CONSIGNES DE L'EXERCICE →
Recopiez fidèlement le passage de l'extrait sur le couple installé sur l'île Trân, de « Une impression de » à « par ses grands-parents. ».

EXTRAIT DU DOCUMENT →
----------------------------------------
Une impression de force tranquille sublimée par son timbre de voix,
très doux. Lui et son épouse, Nguyên Thi Canh se sont rencontrés lors
d’une session de pêche en mer, puis se sont mariés peu après. C’est en
2005 que le couple a décidé de s’installer durablement sur l’île Trân,
décision qui n’a pas fait l’unanimité auprès de ses proches et amis.
Seul le beau-père de Hiên semblait ravi ! Au début, le couple vivait
dans une petite cabane. Lors des périodes de gros temps, les soldats
affectés sur l’île les invitaient à séjourner avec eux. Puis, le couple a
érigé une petite maison, bien aidé par ses voisins militaires. Une
maison qui a vu naître un petit garçon, l’a vu grandir et faire ses
premiers pas, prononcer ses premiers mots... Le petit Hoàng Nguyên Viêt
Anh a aujourd’hui quatre ans. Le premier enfant du couple est lui sur le
«continent», élevé par ses grands-parents.
Lorsque
son mari prend la mer, Canh s’occupe de son fils à la maison. Elle lui
enseigne l’alphabet et d’autres connaissances en s’aidant des supports
pédagogiques qu’elle reçoit du «continent». Elle élève aussi des
volailles, part ramasser des coquillages afin de revendre ces produits
et ceux ramenés du large par son époux, dont les recettes lui permettent
d’acheter d’autres denrées alimentaires. Après plusieurs années coupé
du monde, le couple a construit une maison en dur, acheté un générateur
et un frigo pour s’assurer de tout le confort nécessaire.
----------------------------------------
Entrées d'annotation en boîtes englobantes:

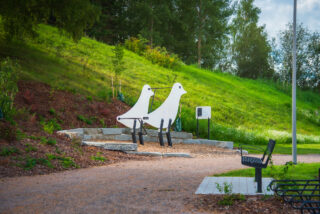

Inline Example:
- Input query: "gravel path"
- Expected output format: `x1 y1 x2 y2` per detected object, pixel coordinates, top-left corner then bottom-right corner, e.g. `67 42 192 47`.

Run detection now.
0 155 320 213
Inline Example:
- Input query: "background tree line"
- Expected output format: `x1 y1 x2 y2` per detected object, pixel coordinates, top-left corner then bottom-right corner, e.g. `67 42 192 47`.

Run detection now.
0 0 320 90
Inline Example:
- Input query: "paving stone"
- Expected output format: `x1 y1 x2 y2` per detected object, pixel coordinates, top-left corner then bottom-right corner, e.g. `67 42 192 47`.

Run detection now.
126 152 162 156
82 141 138 151
114 134 132 141
83 128 102 135
163 153 192 158
195 177 274 195
183 139 233 149
57 128 83 139
101 128 125 135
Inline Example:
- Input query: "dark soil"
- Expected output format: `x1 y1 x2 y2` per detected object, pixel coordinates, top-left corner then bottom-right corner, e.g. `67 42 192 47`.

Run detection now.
185 195 300 214
0 81 151 177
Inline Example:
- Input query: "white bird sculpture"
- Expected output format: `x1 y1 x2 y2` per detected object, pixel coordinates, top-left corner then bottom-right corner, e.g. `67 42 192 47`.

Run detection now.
143 83 187 128
117 85 154 128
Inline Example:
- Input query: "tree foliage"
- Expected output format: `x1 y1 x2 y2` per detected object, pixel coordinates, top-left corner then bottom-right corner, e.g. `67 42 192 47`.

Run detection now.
0 0 100 40
278 23 320 88
231 0 273 79
88 0 231 68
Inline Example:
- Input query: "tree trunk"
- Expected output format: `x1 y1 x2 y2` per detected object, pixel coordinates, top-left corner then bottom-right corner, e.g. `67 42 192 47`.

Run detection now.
198 0 202 68
150 2 154 48
198 35 201 68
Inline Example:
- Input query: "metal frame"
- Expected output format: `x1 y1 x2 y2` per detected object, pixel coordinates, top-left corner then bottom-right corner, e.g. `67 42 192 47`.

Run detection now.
268 169 320 214
240 139 276 193
118 117 147 145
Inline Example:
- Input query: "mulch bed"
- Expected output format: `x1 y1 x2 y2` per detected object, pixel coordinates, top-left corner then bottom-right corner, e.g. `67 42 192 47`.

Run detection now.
138 142 237 157
0 81 150 177
185 195 300 214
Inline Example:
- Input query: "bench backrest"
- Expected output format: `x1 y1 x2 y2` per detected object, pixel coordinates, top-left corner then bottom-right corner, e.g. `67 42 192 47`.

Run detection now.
262 139 276 166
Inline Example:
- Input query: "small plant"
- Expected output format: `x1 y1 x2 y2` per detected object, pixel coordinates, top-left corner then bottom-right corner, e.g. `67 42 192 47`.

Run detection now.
0 58 20 121
77 115 93 125
91 152 107 162
0 121 17 143
215 182 232 194
59 157 78 169
218 194 246 206
49 108 57 116
24 143 38 152
46 153 58 160
215 182 245 206
22 157 37 170
0 147 20 156
71 138 83 154
46 138 57 146
56 146 62 154
99 119 107 128
87 96 92 102
40 118 61 134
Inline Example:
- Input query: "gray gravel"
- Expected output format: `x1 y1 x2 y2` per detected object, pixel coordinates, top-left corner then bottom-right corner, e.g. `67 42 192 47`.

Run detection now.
0 155 320 213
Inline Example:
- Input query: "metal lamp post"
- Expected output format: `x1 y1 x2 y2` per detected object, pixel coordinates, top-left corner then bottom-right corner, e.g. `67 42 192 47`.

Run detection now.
292 0 297 164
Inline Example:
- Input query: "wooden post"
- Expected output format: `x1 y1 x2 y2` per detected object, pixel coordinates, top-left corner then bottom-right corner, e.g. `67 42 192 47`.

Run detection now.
111 77 114 99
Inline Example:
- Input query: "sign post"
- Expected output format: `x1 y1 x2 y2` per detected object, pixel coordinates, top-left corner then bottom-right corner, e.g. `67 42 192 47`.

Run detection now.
196 106 211 140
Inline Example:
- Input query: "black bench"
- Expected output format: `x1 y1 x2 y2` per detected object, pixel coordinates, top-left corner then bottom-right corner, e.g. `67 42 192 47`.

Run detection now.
240 139 276 193
269 169 320 213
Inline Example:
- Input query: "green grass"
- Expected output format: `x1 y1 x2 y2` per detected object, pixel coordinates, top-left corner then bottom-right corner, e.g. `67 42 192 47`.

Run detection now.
213 163 320 179
234 143 320 155
0 25 320 147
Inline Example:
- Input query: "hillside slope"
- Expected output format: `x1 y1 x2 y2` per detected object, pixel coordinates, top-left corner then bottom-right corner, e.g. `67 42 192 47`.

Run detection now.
0 25 320 144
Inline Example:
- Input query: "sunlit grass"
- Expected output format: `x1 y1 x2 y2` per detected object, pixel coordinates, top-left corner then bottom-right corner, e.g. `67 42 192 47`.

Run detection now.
213 163 320 180
0 25 320 147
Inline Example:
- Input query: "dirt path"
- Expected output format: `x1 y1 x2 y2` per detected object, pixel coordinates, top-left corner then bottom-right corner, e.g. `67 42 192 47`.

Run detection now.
0 155 320 213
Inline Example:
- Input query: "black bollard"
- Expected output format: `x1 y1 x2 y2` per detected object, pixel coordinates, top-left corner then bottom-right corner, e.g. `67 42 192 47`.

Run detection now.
158 119 164 146
166 118 172 147
138 120 144 145
131 119 137 143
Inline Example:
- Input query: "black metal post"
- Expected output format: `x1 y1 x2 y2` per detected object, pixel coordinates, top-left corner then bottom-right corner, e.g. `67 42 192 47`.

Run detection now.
131 119 137 143
208 118 210 140
197 119 199 138
138 120 144 145
255 167 262 193
150 89 157 112
158 119 164 146
166 118 172 147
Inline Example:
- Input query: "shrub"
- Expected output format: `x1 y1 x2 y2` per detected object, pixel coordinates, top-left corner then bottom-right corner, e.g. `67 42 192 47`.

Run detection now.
0 58 20 120
49 108 56 116
124 35 148 55
46 139 57 146
144 46 180 69
77 115 93 125
0 147 20 156
125 36 181 69
0 121 17 143
24 143 38 152
59 157 78 169
91 152 107 162
40 118 61 134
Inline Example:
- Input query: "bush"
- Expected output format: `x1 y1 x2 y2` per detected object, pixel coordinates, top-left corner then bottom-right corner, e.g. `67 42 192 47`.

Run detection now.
0 121 17 143
46 139 57 146
124 35 148 55
144 46 180 69
40 119 61 134
0 58 20 120
125 37 181 69
0 147 20 156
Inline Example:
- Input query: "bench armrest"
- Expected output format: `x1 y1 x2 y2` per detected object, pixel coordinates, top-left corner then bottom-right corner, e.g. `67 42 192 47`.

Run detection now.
239 144 266 156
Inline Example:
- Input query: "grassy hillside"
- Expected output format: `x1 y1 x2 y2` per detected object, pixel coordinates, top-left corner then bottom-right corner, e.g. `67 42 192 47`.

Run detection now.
0 25 320 144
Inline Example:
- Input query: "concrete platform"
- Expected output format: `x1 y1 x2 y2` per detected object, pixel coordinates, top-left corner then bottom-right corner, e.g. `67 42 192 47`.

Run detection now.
82 141 138 151
195 177 274 195
57 128 233 151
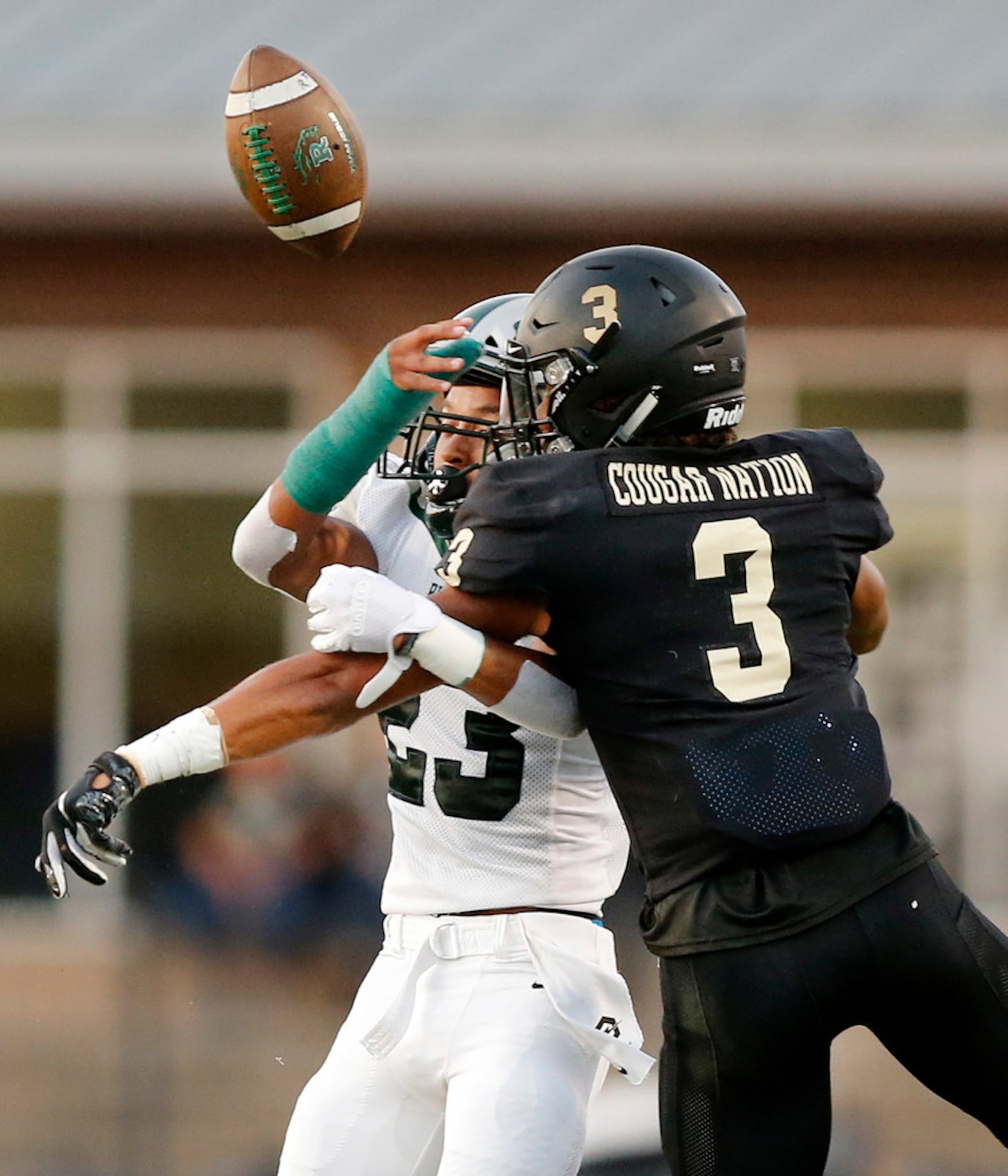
----------------------------------------
RÉSULTAT ATTENDU →
Une impression de force tranquille sublimée par son timbre de voix,
très doux. Lui et son épouse, Nguyên Thi Canh se sont rencontrés lors
d’une session de pêche en mer, puis se sont mariés peu après. C’est en
2005 que le couple a décidé de s’installer durablement sur l’île Trân,
décision qui n’a pas fait l’unanimité auprès de ses proches et amis.
Seul le beau-père de Hiên semblait ravi ! Au début, le couple vivait
dans une petite cabane. Lors des périodes de gros temps, les soldats
affectés sur l’île les invitaient à séjourner avec eux. Puis, le couple a
érigé une petite maison, bien aidé par ses voisins militaires. Une
maison qui a vu naître un petit garçon, l’a vu grandir et faire ses
premiers pas, prononcer ses premiers mots... Le petit Hoàng Nguyên Viêt
Anh a aujourd’hui quatre ans. Le premier enfant du couple est lui sur le
«continent», élevé par ses grands-parents.